%%
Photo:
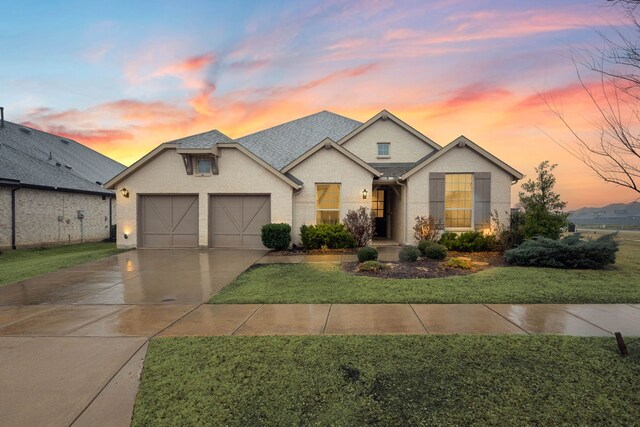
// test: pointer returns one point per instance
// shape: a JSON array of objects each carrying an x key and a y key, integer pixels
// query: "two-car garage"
[{"x": 171, "y": 221}]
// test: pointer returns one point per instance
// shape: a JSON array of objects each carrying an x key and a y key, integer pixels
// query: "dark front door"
[{"x": 378, "y": 207}]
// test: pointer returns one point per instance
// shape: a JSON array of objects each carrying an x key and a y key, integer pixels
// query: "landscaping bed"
[
  {"x": 426, "y": 268},
  {"x": 388, "y": 380}
]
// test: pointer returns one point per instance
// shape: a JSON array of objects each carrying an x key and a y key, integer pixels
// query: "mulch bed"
[{"x": 426, "y": 268}]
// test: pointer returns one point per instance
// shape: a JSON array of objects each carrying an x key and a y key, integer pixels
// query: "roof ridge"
[{"x": 298, "y": 119}]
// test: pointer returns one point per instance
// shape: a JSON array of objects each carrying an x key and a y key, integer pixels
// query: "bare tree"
[{"x": 613, "y": 153}]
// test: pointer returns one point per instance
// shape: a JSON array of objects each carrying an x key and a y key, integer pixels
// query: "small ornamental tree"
[
  {"x": 427, "y": 228},
  {"x": 542, "y": 206},
  {"x": 359, "y": 224}
]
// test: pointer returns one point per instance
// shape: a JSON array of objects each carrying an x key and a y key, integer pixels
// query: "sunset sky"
[{"x": 123, "y": 77}]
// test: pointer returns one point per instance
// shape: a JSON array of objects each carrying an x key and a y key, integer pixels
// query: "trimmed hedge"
[
  {"x": 329, "y": 236},
  {"x": 367, "y": 254},
  {"x": 569, "y": 252},
  {"x": 409, "y": 253},
  {"x": 436, "y": 251},
  {"x": 276, "y": 236},
  {"x": 470, "y": 241}
]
%%
• _Your goal_
Omitting all pictures, copy the preceding entries without any alteration.

• _Result for this exercise_
Photo:
// test: pointer returns one point per instance
// shape: a JSON array of objects each carrying an x key and a y key, integer pixels
// query: "two-car garage"
[{"x": 171, "y": 221}]
// test: pointer returns one point per instance
// shape: a JSON array of objects each carrying an x key and a y key, integer pixels
// query: "dark front door"
[{"x": 378, "y": 207}]
// test: pointer returns one point per instance
// shape: a JSON array of objects each carrying an x key and a y key, integer pixels
// query: "landscaping bed"
[
  {"x": 426, "y": 268},
  {"x": 388, "y": 380}
]
// test: pointer returns one point per instance
// shape: a JSON array of objects each carrying an x key and a y key, integer pixels
// query: "mulch bed"
[{"x": 426, "y": 268}]
// test: pointer returns one point per instance
// shape: a JSON array of objects each carrying an x key and a y key, integer pixels
// query: "roof ridge"
[{"x": 298, "y": 119}]
// test: pointer returns one point per instance
// shape: a JSON array of objects each carrying an x key and a y key, integer pixels
// query: "bare tree"
[{"x": 613, "y": 153}]
// test: pointer returns one point per instance
// shape: a JSON array of objects each carrying an x key and a y key, integer pixels
// query: "small ornamental tree"
[
  {"x": 427, "y": 228},
  {"x": 542, "y": 206},
  {"x": 359, "y": 224}
]
// test: pointer returns one point per instance
// shape: a JSON array of objects each carrying an x key and a y key, integer pixels
// query: "sunset sky"
[{"x": 123, "y": 77}]
// test: pointer returns one point per instance
// shape: a JSON array of objects each carrying an x key and a y key, integer pixels
// query: "trimmed hedge"
[
  {"x": 329, "y": 236},
  {"x": 367, "y": 254},
  {"x": 569, "y": 252},
  {"x": 409, "y": 253},
  {"x": 436, "y": 251},
  {"x": 276, "y": 236},
  {"x": 470, "y": 241}
]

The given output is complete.